### Selected text
[START]

A Boldly Beautiful Brooklyn Heights Home That Encourages Ultimate Zen

The living room will take your breath away.

Photography by Heidi's Bridge

No sofa is too bold, no paint color off limits, no fixture too risky when your “forever home” is at stake. After five years of living in her bright Brooklyn Heights apartment, Camille Kubie decided it was time for a change—but that doesn’t necessarily mean she was ready to move. That’s when Shanti Crawford, the principal and creative behind Indigo & Ochre Design, entered the picture. Wanting to create a space that not only mirrored her style but felt distinctly permanent, they began by combining Kubie’s existing space with the apartment next door.

“I loved my apartment but I knew that with a little bit more space, it could be my forever home. I agonized about whether we’d find a layout that would make sense, but once we did, I knew it would be the right thing to move forward,” Kubie tells Domino.

Armed with the knowledge that her client had forever been charmed by the building’s high ceilings, enormous industrial windows, and proximity to the water, Crawford wanted to channel everything Kubie loved about living in New York City into the redesign. Sophisticated, feminine, and a touch zen, the 2,000-square-foot spread boasts all the makings of a curated contemporary oasis. “What was most important to me was that every room functioned properly, and that the apartment had a sense of character,” says Kubie. “I didn't want everything to be brand new—it's one of the reasons I wanted to work with Shanti.”

With an unparalleled eye for vintage rugs and fearless approach to furniture, the Brooklyn-based designer set out to capture the new space with soul.

Paint, Benjamin Moore White Opulence Photography by Heidi's Bridge
Photography by Heidi's Bridge

After the right walls had been knocked down to seamlessly blend the two adjacent apartments, Crawford’s next challenge was devising a new layout for the home.

“We wanted to focus on the flow of the space and bring natural light in wherever we could while embracing the dark coziness of spaces without it,” explains Crawford. “We thought a lot about the function(s) we wanted of each space and designed to facilitate those.”

Expanding the living room, carving out a separate den off the formal dining room, creating a new master suite with a walk-in closet, and converting the old master bedroom into a home office were just a few major modifications on their to-do list. As for the kitchen, the extensive overhaul entailed adding a walk-in pantry, recladding the countertops and backsplash in carrara marble, and resurfacing the existing cabinets. The result? A seriously serene cooking space that feeds off the apartment’s access to natural sunlight.

Paint, Benjamin Moore White Opulence Photography by Heidi's Bridge

While Crawford made a point to incorporate as many pieces that her client already owned as possible—including her mod kitchen stools, vintage dining table, bed, and art—most of the furniture was purchased with the redesigned space in mind.

[END]

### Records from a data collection
[START]

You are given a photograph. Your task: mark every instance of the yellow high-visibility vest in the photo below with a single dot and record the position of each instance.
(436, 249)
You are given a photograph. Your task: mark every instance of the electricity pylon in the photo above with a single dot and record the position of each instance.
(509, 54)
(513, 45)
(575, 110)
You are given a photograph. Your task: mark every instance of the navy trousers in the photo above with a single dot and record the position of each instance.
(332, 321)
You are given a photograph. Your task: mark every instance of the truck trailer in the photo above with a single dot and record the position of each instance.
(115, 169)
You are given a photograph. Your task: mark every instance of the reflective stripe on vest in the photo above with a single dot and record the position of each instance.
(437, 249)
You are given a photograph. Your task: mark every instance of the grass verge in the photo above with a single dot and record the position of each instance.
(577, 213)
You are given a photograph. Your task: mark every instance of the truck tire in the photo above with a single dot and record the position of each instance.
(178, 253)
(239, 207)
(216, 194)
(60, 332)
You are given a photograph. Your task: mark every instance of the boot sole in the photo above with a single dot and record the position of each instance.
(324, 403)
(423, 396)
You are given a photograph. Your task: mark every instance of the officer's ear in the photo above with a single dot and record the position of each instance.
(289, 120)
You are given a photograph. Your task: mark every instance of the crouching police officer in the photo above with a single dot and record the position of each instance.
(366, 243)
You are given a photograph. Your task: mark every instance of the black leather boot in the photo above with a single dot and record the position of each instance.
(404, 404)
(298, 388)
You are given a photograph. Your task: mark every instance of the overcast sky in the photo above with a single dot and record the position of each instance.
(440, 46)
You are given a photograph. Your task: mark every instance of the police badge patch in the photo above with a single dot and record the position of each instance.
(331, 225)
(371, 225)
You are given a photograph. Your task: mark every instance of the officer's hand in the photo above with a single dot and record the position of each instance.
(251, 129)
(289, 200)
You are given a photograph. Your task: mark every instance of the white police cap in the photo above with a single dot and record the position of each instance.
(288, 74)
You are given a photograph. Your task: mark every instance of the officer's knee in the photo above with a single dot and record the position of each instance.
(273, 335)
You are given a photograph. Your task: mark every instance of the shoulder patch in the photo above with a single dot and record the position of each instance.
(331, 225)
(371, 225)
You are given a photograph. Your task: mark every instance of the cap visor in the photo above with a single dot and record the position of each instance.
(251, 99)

[END]

### What to work on
A - Print the passage of the Brooklyn Heights home article between "No sofa is too" and "Kubie tells Domino.", inclusive.
B - Scale the records between the line holding "the officer's hand" and the end of the records, inclusive. Reproduce only those lines, requests included, with every coordinate in the answers multiplied by 0.45 and rounded to a whole number, halves going up.

### Answers below
A -
No sofa is too bold, no paint color off limits, no fixture too risky when your “forever home” is at stake. After five years of living in her bright Brooklyn Heights apartment, Camille Kubie decided it was time for a change—but that doesn’t necessarily mean she was ready to move. That’s when Shanti Crawford, the principal and creative behind Indigo & Ochre Design, entered the picture. Wanting to create a space that not only mirrored her style but felt distinctly permanent, they began by combining Kubie’s existing space with the apartment next door.

“I loved my apartment but I knew that with a little bit more space, it could be my forever home. I agonized about whether we’d find a layout that would make sense, but once we did, I knew it would be the right thing to move forward,” Kubie tells Domino.

B -
You are given a photograph. Your task: mark every instance of the officer's hand in the photo above with a single dot and record the position of each instance.
(113, 58)
(130, 90)
You are given a photograph. Your task: mark every instance of the white police cap in the photo above with a single dot and record the position of each instance.
(130, 33)
You are given a photograph. Your task: mark every instance of the officer's knee in the photo above with a single dot and record the position of each instance.
(123, 151)
You are given a photograph. Your task: mark every instance of the shoulder patch in the photo above with a single dot and record the position of each instance.
(149, 101)
(167, 101)
You are given a photograph. Your task: mark every instance of the cap visor in the photo above with a single dot and record the position of each instance.
(113, 45)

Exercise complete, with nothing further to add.